## Work request
Please count the lines below that contain the word "like", and reply with that number alone.

## Material to process
┌──

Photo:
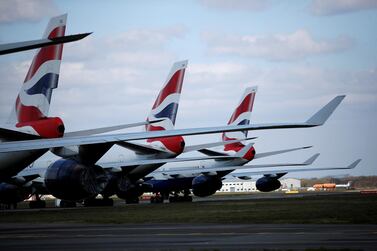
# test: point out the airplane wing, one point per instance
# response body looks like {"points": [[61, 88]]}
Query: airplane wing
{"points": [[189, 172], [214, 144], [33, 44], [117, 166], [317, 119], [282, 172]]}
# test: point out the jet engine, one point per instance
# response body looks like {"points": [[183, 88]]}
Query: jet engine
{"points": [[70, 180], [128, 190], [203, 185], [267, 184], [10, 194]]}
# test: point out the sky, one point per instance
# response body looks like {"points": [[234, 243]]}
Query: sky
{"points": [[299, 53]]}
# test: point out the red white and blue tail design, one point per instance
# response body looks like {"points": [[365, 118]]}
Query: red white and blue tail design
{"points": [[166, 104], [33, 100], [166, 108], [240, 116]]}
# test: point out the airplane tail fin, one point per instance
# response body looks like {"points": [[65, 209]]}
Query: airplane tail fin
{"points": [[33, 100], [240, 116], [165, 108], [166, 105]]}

└──
┌──

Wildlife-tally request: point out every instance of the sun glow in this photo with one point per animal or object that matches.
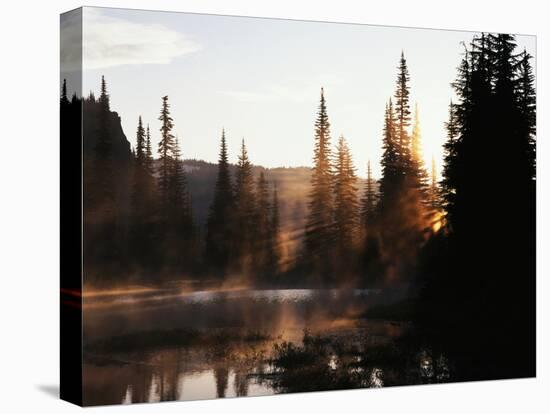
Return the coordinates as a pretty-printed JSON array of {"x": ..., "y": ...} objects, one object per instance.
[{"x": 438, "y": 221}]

└──

## Solution to this exercise
5